◆ **Page text**
....
Over 80% of Malaysia’s electricity generation is from coal and gas, so electricity prices will naturally rise and fall with changes in the prices of these underlying fuels.
Despite the surging generation costs, Malaysian government has been committed in providing reliable power supply for its larger consumers, and by utilising funds from Kumpulan Wang Industri Elektrik (KWIE), has maintained a two sen per kilowatt hour (kWh) rebate for domestic users until June 2022. Adjusting to the overall scenario, however, a tariff surcharge of 3.7 sen per kWh has been imposed for non-domestic users from the commercial and industrial sectors for the same period.
The electricity prices in Malaysia are determined by a regulatory operating model called the Incentive-Based Regulation (IBR) which predicts the future production costs and tariff reference for 3 years. A fundamental element of this framework is the Imbalance Cost Pass-Through (ICPT) which is designed to provide a flexible pricing mechanism that is adjusted every 6 months to buffer against the fluctuating costs of fuel and power generation.
Elaborating further on this, Thomas explained “Power utility now incurs a total cost to generate electricity that exceeds the revenues collected from the regulated tariffs it charges to customers. Under Malaysia’s IBR mechanism, which functions just like other regulatory regimes applied by leading government and utilities around the world, a change in costs of fuel that is outside of power utility’s control is recovered through the ICPT every 6 months.”
....
◆ **Dataset records**
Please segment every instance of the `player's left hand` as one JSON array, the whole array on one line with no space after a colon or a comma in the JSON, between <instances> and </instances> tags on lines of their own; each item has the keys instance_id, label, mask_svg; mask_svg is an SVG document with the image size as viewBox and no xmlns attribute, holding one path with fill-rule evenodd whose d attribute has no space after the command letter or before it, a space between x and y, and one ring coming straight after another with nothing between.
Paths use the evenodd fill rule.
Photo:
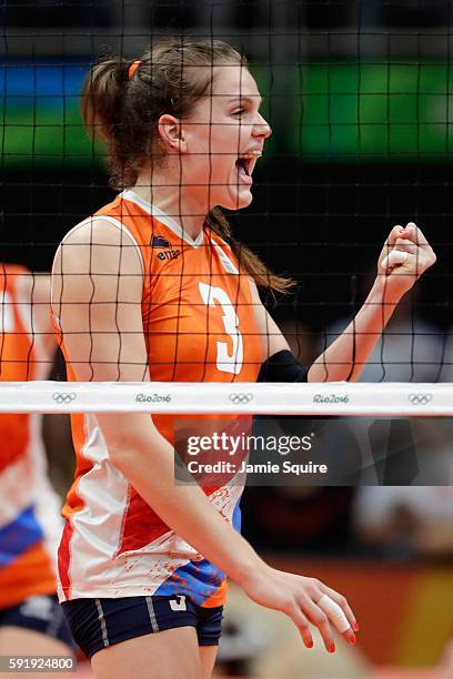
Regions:
<instances>
[{"instance_id":1,"label":"player's left hand","mask_svg":"<svg viewBox=\"0 0 453 679\"><path fill-rule=\"evenodd\" d=\"M394 226L378 260L378 278L385 295L401 298L435 260L433 249L414 222Z\"/></svg>"}]
</instances>

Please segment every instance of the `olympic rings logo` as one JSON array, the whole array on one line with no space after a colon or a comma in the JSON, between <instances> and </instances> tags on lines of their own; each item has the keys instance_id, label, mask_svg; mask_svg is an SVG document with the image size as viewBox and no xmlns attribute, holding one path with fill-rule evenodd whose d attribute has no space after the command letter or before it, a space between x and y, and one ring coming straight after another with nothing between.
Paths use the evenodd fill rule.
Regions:
<instances>
[{"instance_id":1,"label":"olympic rings logo","mask_svg":"<svg viewBox=\"0 0 453 679\"><path fill-rule=\"evenodd\" d=\"M72 403L72 401L77 398L77 394L73 392L54 392L52 398L56 403L61 405L63 403Z\"/></svg>"},{"instance_id":2,"label":"olympic rings logo","mask_svg":"<svg viewBox=\"0 0 453 679\"><path fill-rule=\"evenodd\" d=\"M426 405L433 399L432 394L410 394L407 396L412 405Z\"/></svg>"},{"instance_id":3,"label":"olympic rings logo","mask_svg":"<svg viewBox=\"0 0 453 679\"><path fill-rule=\"evenodd\" d=\"M230 401L234 403L234 405L246 404L250 403L253 398L253 394L230 394Z\"/></svg>"}]
</instances>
....
◆ **Problems to work on**
a. Summarize the passage on Malaysian electricity pricing in two sentences.
b. Carry on the passage on Malaysian electricity pricing beyond its last sentence.
The rows are material separate from the passage on Malaysian electricity pricing.

◆ **Responses by task**
a. Because more than 80% of Malaysia's electricity is generated from coal and gas, prices move with the cost of those fuels. Until June 2022, KWIE funds kept a two-sen-per-kWh rebate for domestic users and a 3.7-sen-per-kWh surcharge applied to commercial and industrial users, and prices are set under the Incentive-Based Regulation framework, whose Imbalance Cost Pass-Through is adjusted every six months to recover fuel cost changes beyond the utility's control.

b.
Ensuring Future Energy Security and Reliability with ICPT
As a coal importer, the current landscape is not one that is favorable to Malaysia. While the ICPT functions to guide the country through the challenges with the least possible impact on the sector and economy, the government still faces the dilemma of balancing the perennial challenges of the energy trilemma.
While electricity price rises will come for both household and business in the months ahead, we expect that these customers will continue to enjoy some of the most competitive electricity tariffs across the Southeast Asian region and globally.
The effectivity of this mechanism is evident as Malaysia manages to maintain a much lower domestic tariff hence a lower price compared to its Asian counterparts. For example, next door neighbour, Singapore, which relies on imported fuel for almost all its electricity production has started to raise electricity prices in April 2021 and continues to climb higher since July 2021, leading to the shutdown of some smaller businesses. For example a local restaurant, Restaurant Pin Si, claims that the spike has pushed its monthly electricity bill for from S$15,000 to S$40,000 caused it to close its business after 14 years in operation.
The mechanism has also protected Malaysia from unfortunate scenarios seen in some other Asian countries such as India. Here, a growing number of power cuts are expected as low levels of coal fail to match its rising electricity demand.
“The regulated ICPT mechanism is critical to ensure the long-term sustainability of electricity provision, by allowing power utilities to continue to fund safe, reliable electricity supply even when fuel costs turn out materially above expected levels. At other times, the regulated ICPT mechanism can (and indeed has) been unfavourable, in effect passing through fuel cost savings to benefit end customers in lower electricity prices,” said Thomas while reflecting on the functionality of the ICPT mechanism.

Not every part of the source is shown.